Ini yang kutulis di milis sebelah, quote:

The missionary came to Indonesia in 18th century, associated with 
colonialism. Before that Islam came along with the trading mostly 
from Gujrati, India. And before that or parallel with that was 
Buddha and Hindu. Before that 'the orinal Indonesian beliefs' which 
I believe it's egalitarian and matriarchal. Islam was easily 
accepted and replaced Hinduism largely because of the egalitarian 
nature.

The egalitarian and matriarchal cultures are still evidenced in some 
Indonesian ethnic groups and in an indigenous community. In this 
community, 125 km from Jakarta, the people live in total harmony 
with nature, that is the underlying philosophy. Women lead most 
important ritual functions which simbolizes Dewi Sri, a symbol of 
fertility. If the wife of the village head dies, automatically he's 
released from that position, until he is remarried. (married women 
are free to go around not covering their breasts!). Make no mistake, 
they don't exhibit artifacts, temples or stone icons, Dewi Sri is 
simply an abstract feminine symbol. Not even writings, theirs is 
totally oral tradition. They believe in the One God (Sang Hyang) 
which they rarely utter in daily conversation. Evil for them simply 
means 'bad habits or bad deeds'. Nothing supertitious, just simply 
natural. They have many 'taboos' or forbidden things, such as the 
use of plastic, soap, metals, no animals domestications including 
four-legged animals, no cultivation only seasonal harvest - but one 
important taboo is imposing taboo to someone else. So they live 
in 'ascetic life', but if people want to go out of the community 
they could stay in the outer ring (Like the Amish-Mnenonite just for 
a comparison, only more 'severe'). If they want to go out of the 
outer ring to mix with the rest of the world then they are expected 
to hold Islam as the religion (not Hindu, Buddha or Christianity), 
because of the egalitarian characteristic. 

Salam
Mia

--- In wanita-muslimah@yahoogroups.com, "Achmad Chodjim" 
<[EMAIL PROTECTED]> wrote:
>
> Mas Dana,
> 
> Budaya Jawa itu bukan berbasis pada agama Hindu atau Buddha. 
Sebaliknya, ketika Hindu dan Buddha masuk Jawa, mereka mencoba 
melakukan penyesuaian sehingga terbentuklah akulturasi dan asimilasi 
budaya.
> 
> Itulah sebabnya Jawa menciptakan gamelan dan tidak terpengaruh 
oleh musik India yang Hindu dan Buddha. Hingga hari ini yang 
menyerap musik India adalah komunitas Melayu.
> 
> Di Hindu Bali (Dharma) ada nyepi yang tidak dijumpai di India. Di 
Jawa ada selamatan 1,2,3,7,40, 100 dan 1000 untuk kematian, tapi tak 
ada di India, Tibet atau negeri-negeri Hindu dan Buddha lainnya. 
Justru pola selamatan itu dipertahankan oleh mereka yang Hindu, 
Buddha, Islam atau Kristen.

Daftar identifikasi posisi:
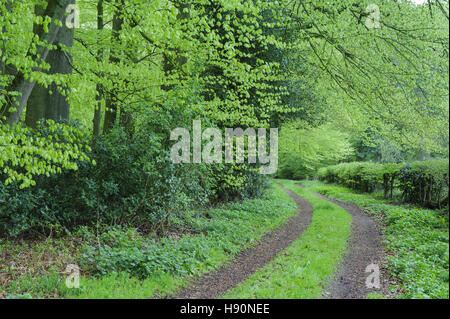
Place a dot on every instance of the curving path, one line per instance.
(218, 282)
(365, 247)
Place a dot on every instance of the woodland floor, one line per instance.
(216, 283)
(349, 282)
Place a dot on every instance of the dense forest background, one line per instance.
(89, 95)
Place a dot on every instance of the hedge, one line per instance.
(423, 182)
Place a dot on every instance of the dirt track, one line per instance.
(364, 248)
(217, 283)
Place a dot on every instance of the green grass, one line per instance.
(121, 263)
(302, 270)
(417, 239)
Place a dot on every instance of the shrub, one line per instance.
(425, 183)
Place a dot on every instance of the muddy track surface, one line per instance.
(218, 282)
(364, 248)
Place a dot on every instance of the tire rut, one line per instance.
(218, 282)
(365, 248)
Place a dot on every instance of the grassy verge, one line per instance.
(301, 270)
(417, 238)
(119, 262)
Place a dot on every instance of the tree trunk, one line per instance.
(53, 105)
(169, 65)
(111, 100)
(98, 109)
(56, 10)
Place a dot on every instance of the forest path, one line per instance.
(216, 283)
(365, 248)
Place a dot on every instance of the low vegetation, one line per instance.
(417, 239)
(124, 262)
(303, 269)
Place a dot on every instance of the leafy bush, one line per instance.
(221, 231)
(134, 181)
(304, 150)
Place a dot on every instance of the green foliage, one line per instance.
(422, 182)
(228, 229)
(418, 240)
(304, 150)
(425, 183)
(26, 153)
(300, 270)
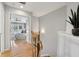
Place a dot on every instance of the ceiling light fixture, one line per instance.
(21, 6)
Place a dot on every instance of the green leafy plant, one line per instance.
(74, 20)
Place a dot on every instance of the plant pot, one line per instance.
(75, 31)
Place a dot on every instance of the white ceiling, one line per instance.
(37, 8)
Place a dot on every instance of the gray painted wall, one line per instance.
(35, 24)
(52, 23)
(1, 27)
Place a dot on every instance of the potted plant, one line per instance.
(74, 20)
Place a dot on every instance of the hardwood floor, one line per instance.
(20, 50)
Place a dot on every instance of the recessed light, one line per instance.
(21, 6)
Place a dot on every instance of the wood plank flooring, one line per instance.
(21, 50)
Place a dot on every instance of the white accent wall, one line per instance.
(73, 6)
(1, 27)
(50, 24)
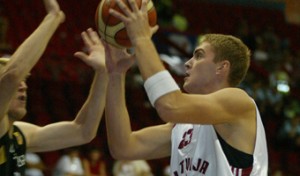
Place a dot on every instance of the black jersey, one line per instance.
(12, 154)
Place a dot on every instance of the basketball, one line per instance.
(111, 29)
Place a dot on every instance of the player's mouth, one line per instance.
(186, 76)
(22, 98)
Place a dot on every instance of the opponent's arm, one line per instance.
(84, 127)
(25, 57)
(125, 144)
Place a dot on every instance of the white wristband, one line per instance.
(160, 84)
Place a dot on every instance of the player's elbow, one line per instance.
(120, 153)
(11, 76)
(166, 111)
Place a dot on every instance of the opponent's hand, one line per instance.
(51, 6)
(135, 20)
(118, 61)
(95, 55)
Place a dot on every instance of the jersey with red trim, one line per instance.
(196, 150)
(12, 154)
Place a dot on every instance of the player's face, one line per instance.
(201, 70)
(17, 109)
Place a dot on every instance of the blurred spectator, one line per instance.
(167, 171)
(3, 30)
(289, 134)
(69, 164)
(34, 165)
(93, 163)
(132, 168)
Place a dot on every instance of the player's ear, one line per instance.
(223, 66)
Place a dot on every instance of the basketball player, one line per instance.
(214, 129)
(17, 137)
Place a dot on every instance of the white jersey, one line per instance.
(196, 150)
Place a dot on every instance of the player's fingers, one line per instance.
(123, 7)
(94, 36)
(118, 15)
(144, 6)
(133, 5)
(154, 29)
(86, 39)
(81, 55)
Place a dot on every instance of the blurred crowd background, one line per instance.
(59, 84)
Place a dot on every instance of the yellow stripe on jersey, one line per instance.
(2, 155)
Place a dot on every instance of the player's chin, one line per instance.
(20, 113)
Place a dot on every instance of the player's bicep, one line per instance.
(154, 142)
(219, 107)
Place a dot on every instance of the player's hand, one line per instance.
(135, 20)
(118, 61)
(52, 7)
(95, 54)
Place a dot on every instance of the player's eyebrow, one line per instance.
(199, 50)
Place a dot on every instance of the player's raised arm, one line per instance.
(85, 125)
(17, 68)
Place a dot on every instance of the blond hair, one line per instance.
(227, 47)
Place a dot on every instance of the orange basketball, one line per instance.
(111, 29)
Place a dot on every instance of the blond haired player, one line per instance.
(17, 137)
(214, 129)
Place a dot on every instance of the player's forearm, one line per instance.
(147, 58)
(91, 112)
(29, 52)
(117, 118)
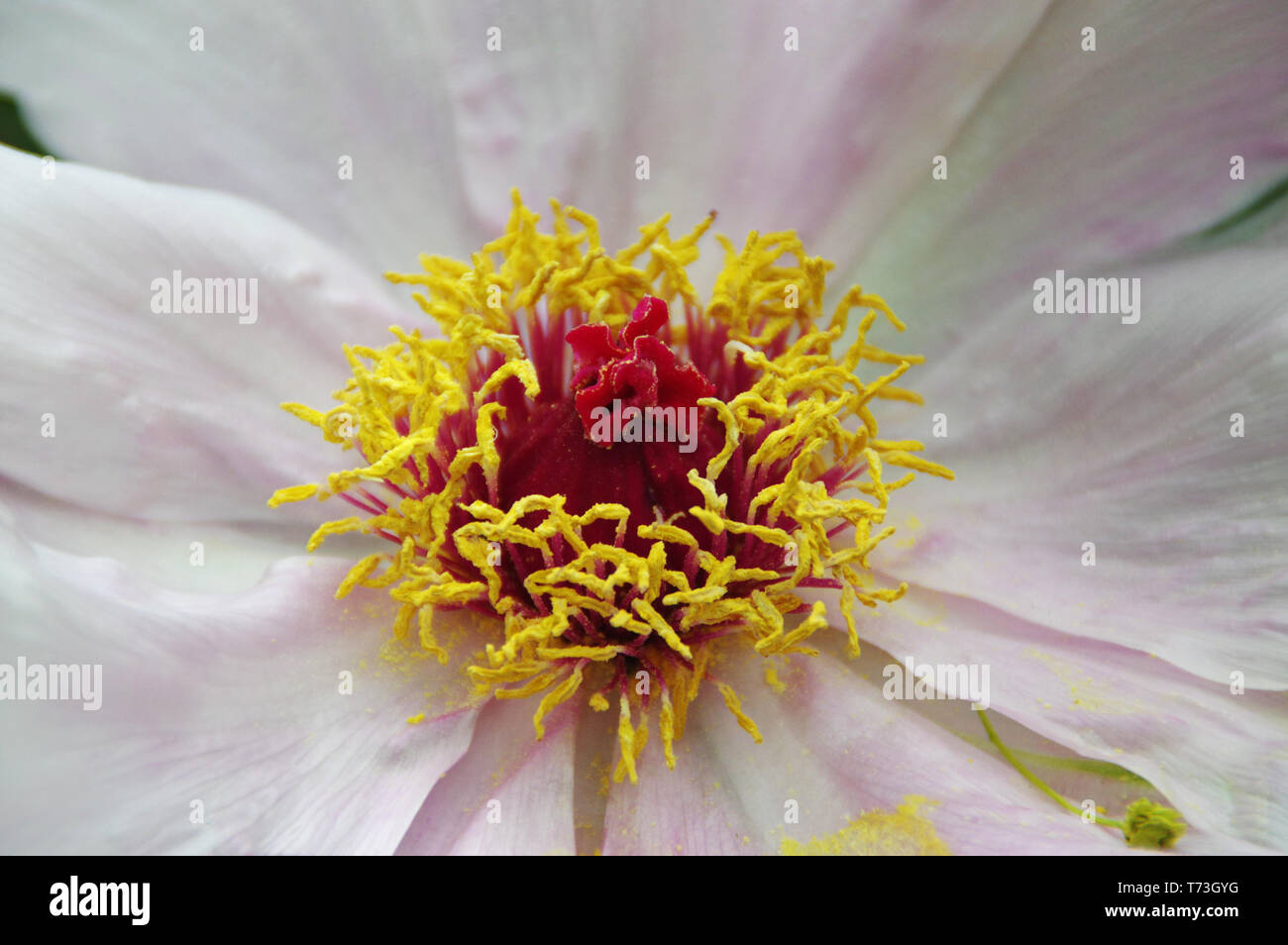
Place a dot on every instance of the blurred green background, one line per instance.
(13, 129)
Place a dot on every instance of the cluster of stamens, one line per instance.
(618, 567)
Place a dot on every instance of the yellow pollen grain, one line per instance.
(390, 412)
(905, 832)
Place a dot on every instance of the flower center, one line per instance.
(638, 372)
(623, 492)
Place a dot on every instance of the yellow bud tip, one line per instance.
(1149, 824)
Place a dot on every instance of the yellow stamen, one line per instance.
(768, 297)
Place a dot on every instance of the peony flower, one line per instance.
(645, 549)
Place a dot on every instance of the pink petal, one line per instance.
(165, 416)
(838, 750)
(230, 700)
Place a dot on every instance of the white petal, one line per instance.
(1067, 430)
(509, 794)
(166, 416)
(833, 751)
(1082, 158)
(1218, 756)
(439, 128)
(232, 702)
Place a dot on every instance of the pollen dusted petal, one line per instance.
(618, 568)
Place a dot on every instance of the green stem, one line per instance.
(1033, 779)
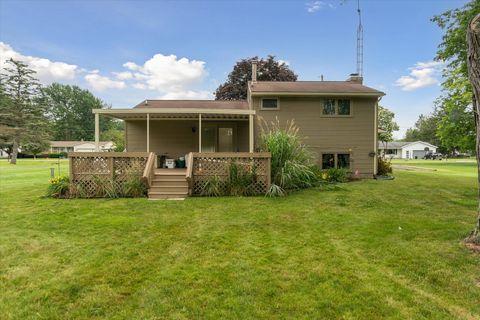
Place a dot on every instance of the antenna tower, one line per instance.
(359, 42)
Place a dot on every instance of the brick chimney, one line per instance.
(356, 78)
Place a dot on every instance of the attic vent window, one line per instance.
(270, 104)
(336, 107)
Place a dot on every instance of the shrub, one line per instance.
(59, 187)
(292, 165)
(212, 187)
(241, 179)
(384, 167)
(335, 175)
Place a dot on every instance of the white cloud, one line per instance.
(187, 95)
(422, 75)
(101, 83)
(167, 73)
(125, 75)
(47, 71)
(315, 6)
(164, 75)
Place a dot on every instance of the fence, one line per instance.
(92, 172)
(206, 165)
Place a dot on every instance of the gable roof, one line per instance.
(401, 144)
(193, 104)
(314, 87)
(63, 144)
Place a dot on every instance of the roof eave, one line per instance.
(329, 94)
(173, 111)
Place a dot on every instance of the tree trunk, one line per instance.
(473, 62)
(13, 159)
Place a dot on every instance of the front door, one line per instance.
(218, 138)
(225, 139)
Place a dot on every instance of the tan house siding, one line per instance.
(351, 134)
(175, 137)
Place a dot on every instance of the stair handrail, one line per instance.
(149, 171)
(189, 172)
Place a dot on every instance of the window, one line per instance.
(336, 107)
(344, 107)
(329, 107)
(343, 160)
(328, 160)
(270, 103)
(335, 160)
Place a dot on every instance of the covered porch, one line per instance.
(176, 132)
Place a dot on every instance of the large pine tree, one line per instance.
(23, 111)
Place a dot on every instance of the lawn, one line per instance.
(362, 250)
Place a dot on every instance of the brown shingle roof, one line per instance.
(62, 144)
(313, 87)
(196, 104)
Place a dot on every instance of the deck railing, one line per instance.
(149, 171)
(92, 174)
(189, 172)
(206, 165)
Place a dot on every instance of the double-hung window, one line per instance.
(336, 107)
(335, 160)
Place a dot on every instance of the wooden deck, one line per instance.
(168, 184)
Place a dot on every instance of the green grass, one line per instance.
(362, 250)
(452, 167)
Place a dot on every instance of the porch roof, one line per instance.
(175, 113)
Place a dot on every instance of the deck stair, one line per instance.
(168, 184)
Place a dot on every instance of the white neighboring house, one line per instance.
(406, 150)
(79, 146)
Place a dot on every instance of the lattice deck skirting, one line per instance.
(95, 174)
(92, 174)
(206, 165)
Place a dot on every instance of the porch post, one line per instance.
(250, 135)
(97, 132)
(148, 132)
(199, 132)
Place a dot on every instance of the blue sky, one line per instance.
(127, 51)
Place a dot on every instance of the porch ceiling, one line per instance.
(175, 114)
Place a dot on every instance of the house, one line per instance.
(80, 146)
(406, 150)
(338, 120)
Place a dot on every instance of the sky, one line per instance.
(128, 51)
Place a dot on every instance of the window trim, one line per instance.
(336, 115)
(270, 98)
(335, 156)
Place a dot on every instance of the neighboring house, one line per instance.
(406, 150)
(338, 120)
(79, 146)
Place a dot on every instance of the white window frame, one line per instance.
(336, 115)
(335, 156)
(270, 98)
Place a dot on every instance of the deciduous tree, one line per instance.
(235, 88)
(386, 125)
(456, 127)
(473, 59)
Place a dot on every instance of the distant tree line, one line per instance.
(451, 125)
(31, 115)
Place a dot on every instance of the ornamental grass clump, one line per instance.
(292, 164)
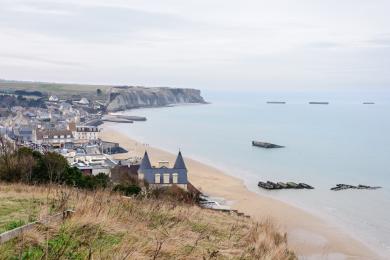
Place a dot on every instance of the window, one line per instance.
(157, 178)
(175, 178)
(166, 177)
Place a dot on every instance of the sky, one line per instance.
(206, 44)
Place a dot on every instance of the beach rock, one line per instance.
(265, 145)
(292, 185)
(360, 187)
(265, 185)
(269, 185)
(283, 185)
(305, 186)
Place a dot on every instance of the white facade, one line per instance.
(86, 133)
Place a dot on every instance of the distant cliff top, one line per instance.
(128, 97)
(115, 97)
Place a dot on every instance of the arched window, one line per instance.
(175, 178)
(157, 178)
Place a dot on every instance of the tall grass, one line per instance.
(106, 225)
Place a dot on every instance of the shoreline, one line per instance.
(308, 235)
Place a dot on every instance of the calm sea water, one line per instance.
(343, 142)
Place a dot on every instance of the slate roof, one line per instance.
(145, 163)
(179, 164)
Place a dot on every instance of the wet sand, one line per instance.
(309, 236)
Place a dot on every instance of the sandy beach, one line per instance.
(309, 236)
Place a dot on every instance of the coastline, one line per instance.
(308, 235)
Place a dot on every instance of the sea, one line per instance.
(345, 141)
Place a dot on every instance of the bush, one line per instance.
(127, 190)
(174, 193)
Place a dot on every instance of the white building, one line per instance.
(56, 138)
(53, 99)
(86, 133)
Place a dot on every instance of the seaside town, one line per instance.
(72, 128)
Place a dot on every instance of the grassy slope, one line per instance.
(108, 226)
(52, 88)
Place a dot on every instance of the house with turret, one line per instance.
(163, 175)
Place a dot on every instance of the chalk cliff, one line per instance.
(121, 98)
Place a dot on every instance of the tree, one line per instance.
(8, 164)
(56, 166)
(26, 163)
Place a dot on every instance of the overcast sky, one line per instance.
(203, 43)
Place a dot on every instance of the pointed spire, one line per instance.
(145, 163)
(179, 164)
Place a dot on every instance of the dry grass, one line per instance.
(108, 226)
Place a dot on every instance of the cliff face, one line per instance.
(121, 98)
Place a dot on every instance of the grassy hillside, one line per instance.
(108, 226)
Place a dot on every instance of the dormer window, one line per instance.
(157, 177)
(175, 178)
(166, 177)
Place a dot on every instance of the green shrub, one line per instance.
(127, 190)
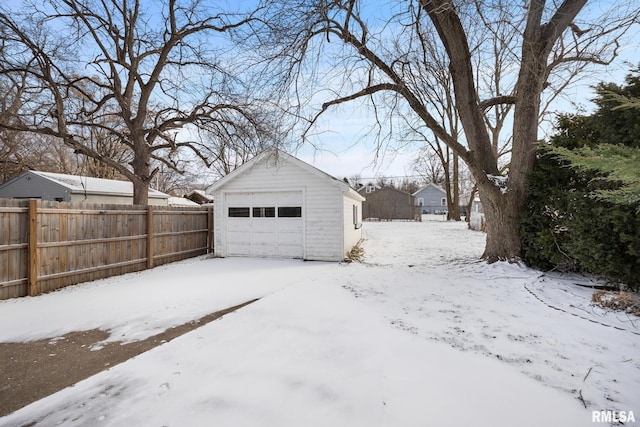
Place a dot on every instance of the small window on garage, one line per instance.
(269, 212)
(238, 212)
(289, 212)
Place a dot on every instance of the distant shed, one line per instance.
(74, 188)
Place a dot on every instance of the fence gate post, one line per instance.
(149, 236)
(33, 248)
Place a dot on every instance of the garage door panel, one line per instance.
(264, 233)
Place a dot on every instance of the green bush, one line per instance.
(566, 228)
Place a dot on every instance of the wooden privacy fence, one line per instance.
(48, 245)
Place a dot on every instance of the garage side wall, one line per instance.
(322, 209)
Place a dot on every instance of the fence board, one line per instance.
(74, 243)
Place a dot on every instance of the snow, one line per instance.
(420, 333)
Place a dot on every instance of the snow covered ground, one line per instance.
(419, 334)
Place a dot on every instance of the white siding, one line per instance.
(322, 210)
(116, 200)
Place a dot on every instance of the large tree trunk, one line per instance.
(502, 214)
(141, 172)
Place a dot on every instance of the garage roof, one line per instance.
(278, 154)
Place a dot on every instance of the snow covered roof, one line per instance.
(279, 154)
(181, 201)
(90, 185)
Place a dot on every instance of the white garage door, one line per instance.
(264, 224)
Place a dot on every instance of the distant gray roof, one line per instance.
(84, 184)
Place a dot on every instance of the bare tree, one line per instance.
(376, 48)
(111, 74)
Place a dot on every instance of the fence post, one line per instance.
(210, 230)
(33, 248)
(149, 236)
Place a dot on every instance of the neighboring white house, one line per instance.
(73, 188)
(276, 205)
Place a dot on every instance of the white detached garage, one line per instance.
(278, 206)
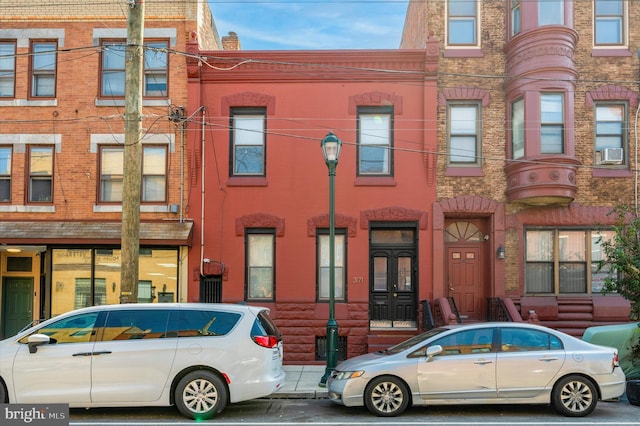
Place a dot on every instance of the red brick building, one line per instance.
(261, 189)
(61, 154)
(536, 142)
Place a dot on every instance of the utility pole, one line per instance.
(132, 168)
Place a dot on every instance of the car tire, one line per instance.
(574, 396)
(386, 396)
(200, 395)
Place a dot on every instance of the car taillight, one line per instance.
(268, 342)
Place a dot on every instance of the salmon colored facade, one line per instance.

Petunjuk:
#1 Sebutkan semua hari selamatan kematian di Jawa yang disebutkan dalam teks tentang budaya dan kepercayaan di Indonesia.
#2 Tuliskan lanjutan teks tentang budaya dan kepercayaan di Indonesia, mulai setelah kalimat terakhirnya.
Daftar di atas tidak perlu dipakai.

Jawaban yang Diharapkan:
#1 1, 2, 3, 7, 40, 100, dan 1000

#2
> 
> Wassalam,
> chodjim  
> 
> 
>   ----- Original Message ----- 
>   From: Dan 
>   To: wanita-muslimah@yahoogroups.com 
>   Sent: Thursday, March 08, 2007 4:27 PM
>   Subject: [wanita-muslimah] Re: Maroko )saya kuliah di maroko)- 
aljazair
> 
> 
>   Bung Aly,
> 
>   Memang ada beberapa negara di Teluk yg berhasil membangun
>   kesejahteraan. UAE dan Qatar saya kira contoh yg sangat baik.
> 
>   Dan keduanya adalah spt yg Anda sebut Kerajaan Islam, bukan 
demokrasi
>   modern yg kita kenal. Kalau tidak salah saya pernah bertanya apa
>   betul demokrasi itu cocok utk semua? Yg diperlukan ialah 
ketertiban
>   dan keadilan bagi manusia utk maju. Selama rajanya berniat 
menegakkan
>   keadilan maka rakyat pasti OK. Tapi sering dalam sejarah raja itu
>   suka keenakan dan lupa lagi sama rakyat. Ini yg mau dicegah. 
Makanya
>   demokrasi dibentuk karena bukan demi kebebasan mengangkat 
pemimpin
>   negara melalui pemilu tapi kekuatan hukum utk MEMECATnya yg lebih
>   penting kalau udah enggak benar. Selagi mulai masa jabatan semua
>   pemimpin akan manis2 dan berdedikasi. Honeymoon period. Eh udah
>   kelamaan maka jadi keenakan dan terus semaunya. Ini kelemahan
>   universal manusia.
> 
>   Terasa bagi saya zina dan aurat itu mewarnai obsesi dunia Islam. 
Dan
>   ini dampaknya sangat membatasi kehidupan seni misalnya. Padahal 
seni
>   pasti nyerempet2 aurat dan zina. Tapi seni itu memperkaya 
kehidupan.
>   Kalau semua yg nyerempet2 aurat dan zina dilarang ya maka 
kehidupan
>   akan lebih tandus. Selama perut kenyang tandus ya enggak apa2, 
tapi
>   kalau sudah kenyang masih tandus juga, ya ngapain lagi dong 
hidup ini?
>   Oleh karena itu saya menyayangkan juga terjadinya penandusan 
budaya
>   di pulau Jawa akibat pengaruh budaya padang pasir ini.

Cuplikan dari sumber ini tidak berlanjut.